— Start of The input —
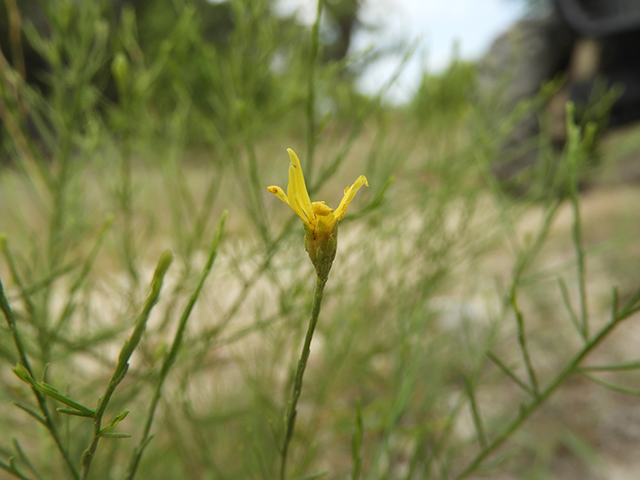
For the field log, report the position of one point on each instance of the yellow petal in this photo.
(349, 194)
(278, 192)
(321, 208)
(297, 190)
— End of The input —
Exercise task> From the material above, copy everything exactly but the pictures.

Final result>
For the field log, report the position of one point on each instance of the yellow petal in this photo.
(349, 194)
(278, 192)
(321, 208)
(297, 190)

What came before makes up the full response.